-- EXTRACT follows --

Now, I should tell you that this isn’t the first time I’ve had this realization but this was definitely one of those empowering moments when I got to apply what I believe to be true and actually feel the positive effects of my choices. Remember our feelings are based on our choices, we have the option to feel any way we please and in my case I chose to end the suffering by making the choice to be love.
Yesterday, I felt a lightness to my being, newness, much like the fresh buds of spring blossoms. I felt the winds of change bringing in new fresh air to soak in and breathe fully. I was explaining this feeling to a friend of mine and we both found it mysterious and miraculous how suddenly something in the air has a way to make us sometimes both feel all right in our worlds again. Did Mercury suddenly stop retrograding?Lol! The only way I can make any sense of this feeling and the past month of turbulence is to compare it to surfing a wave, not fighting the pull that the large body of water can have on me but to go with the flow and trust that the water will let me off with having had one sweet ride if I can only just accept what is happening, breathe into the feelings of discomfort and keep going with the flow. Not an easy thing to do but certainly necessary in challenging times.
It’s not always easy to keep positivity flowing during uncomfortable situations but I find it is best not to fight and resist the feeling; but better that I ride it out and let it pass while trying to restore balance and find peace within through things that I enjoy such as friends, gardening, music, creating, yoga, running, meditation, etc…
Sending love out there to anyone else whose possibly feeling as I did. I can say that I now see the hard times were a growing lesson and hopefully one that I will reflect on and practice the next time hard times come around to teach me a helpful life lesson.
***Pay attention to not eat emotionally during these times as I caught myself many times wanting to eat more frequent as the unpleasant thoughts took up real-estate in my mind. Take the power back and make the right choices as they will lead you back to feeling better as soon as the wave breaks on the soft sandy shore setting your free”***
Speaking of rainbows at the end of the storm, I’ll be juice cleansing this weekend, join me in “Spring Cleansing”. I’ll be having a mix of my favorite homemade juices focusing on a variety of colors and nutrients!

-- EXTRACT concluded --

◆ ACTIVITY:
Transcribe part of the post on riding out hard times, beginning at the words "Now, I should" and stopping after "to be love.".

-- DATA FOR REVIEW follows --

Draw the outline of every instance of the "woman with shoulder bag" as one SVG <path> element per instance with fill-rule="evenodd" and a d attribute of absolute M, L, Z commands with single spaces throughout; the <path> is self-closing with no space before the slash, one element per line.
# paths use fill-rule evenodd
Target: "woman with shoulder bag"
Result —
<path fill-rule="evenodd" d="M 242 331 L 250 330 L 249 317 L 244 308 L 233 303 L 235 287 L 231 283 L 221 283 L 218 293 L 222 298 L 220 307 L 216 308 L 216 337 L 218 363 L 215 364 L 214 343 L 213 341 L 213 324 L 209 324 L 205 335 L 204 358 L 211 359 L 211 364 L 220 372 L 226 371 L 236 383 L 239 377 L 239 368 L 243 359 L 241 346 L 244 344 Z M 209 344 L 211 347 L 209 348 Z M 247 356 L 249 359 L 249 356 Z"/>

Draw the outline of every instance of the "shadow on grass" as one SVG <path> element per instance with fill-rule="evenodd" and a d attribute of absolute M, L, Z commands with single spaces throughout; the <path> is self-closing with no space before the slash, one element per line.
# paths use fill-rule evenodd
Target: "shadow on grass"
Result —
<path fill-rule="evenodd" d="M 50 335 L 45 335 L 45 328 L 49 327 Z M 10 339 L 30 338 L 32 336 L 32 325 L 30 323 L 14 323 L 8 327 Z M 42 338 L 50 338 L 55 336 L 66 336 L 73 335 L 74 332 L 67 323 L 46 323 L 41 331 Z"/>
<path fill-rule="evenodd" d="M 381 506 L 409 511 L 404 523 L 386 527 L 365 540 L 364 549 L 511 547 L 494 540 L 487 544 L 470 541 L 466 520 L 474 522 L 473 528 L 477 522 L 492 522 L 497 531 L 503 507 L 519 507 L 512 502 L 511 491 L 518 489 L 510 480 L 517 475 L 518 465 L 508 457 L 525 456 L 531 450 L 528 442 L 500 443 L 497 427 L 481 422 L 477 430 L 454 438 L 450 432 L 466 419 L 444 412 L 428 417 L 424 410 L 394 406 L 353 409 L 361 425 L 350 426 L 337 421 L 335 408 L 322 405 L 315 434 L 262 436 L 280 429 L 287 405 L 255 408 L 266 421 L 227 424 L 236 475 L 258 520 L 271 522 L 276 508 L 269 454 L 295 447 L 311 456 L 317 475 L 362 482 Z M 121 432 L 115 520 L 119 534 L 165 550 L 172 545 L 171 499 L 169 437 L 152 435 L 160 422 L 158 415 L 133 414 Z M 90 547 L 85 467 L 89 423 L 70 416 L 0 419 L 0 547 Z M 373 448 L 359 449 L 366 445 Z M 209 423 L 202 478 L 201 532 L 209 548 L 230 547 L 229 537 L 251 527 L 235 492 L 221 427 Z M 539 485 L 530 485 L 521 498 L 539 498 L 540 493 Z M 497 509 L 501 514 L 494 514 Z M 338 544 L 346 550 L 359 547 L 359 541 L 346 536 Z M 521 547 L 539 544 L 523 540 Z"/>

-- DATA FOR REVIEW concluded --
-- DATA FOR REVIEW follows --

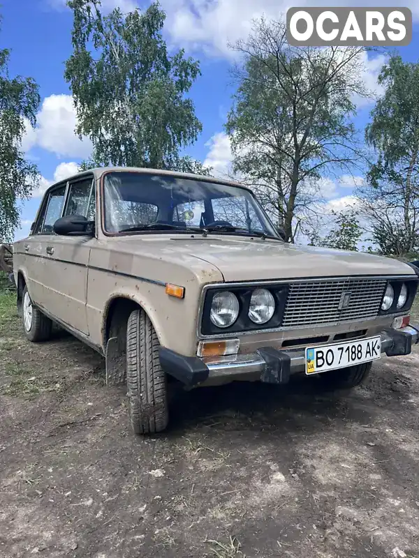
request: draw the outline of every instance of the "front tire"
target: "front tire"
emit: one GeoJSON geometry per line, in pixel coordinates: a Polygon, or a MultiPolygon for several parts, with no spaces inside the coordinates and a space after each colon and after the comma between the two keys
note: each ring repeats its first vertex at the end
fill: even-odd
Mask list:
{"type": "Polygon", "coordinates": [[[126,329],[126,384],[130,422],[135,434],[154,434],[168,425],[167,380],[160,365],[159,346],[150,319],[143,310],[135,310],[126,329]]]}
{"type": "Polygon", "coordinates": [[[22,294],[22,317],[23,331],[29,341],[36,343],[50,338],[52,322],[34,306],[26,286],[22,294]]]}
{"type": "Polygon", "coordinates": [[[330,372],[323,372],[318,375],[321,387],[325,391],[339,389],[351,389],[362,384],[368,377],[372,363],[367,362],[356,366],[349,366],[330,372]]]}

-- DATA FOR REVIEW concluded --

◆ TASK RESULT:
Now, I should tell you that this isn’t the first time I’ve had this realization but this was definitely one of those empowering moments when I got to apply what I believe to be true and actually feel the positive effects of my choices. Remember our feelings are based on our choices, we have the option to feel any way we please and in my case I chose to end the suffering by making the choice to be love.